━━━━━ DATA ENTRIES

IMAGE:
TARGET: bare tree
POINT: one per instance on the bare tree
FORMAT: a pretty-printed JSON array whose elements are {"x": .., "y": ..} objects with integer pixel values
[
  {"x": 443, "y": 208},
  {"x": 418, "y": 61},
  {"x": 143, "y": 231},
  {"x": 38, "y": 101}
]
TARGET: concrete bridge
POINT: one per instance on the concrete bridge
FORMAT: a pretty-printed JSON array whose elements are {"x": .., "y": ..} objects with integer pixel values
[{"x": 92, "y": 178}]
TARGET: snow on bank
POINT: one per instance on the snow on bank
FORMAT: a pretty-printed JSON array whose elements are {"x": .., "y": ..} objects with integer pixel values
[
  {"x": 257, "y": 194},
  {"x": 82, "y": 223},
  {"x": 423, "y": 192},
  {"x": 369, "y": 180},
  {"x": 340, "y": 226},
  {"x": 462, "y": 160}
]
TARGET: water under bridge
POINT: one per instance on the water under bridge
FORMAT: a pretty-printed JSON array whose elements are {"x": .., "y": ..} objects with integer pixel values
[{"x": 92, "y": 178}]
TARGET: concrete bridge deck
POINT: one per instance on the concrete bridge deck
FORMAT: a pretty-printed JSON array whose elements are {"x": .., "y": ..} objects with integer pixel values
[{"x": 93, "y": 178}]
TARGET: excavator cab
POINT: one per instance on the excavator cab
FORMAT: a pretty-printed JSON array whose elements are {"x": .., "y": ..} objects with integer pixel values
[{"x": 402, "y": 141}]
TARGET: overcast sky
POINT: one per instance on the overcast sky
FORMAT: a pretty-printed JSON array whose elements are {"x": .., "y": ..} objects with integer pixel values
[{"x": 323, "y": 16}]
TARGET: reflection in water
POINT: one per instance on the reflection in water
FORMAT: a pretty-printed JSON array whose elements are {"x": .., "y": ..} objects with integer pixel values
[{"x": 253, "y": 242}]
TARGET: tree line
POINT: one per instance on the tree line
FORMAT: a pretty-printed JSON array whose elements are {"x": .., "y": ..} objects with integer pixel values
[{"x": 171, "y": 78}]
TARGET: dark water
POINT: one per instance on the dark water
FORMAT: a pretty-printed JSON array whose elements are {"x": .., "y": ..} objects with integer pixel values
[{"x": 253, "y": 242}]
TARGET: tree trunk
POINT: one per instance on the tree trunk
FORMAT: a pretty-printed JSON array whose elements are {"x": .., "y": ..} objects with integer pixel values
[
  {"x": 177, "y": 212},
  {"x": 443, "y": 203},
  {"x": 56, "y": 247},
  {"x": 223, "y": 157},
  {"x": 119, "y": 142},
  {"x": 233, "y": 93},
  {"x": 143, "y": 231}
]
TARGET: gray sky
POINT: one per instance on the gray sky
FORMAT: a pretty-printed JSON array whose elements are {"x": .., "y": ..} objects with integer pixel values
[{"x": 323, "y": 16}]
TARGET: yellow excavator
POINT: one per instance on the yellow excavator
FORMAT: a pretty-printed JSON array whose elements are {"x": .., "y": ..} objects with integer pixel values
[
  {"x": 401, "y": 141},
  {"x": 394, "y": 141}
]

━━━━━━━━━━

## AIM OF THE EXERCISE
Starting at the line with "TARGET: gray sky", copy every line up to and including the last one in the entries above.

## THE ANSWER
TARGET: gray sky
POINT: one per instance on the gray sky
FORMAT: a pretty-printed JSON array whose elements are {"x": .., "y": ..} objects with integer pixel values
[{"x": 323, "y": 16}]
TARGET: yellow excavator
POINT: one per instance on the yellow excavator
FORMAT: a pretty-printed JSON array whose elements are {"x": .., "y": ..} objects with integer pixel values
[
  {"x": 401, "y": 141},
  {"x": 394, "y": 141}
]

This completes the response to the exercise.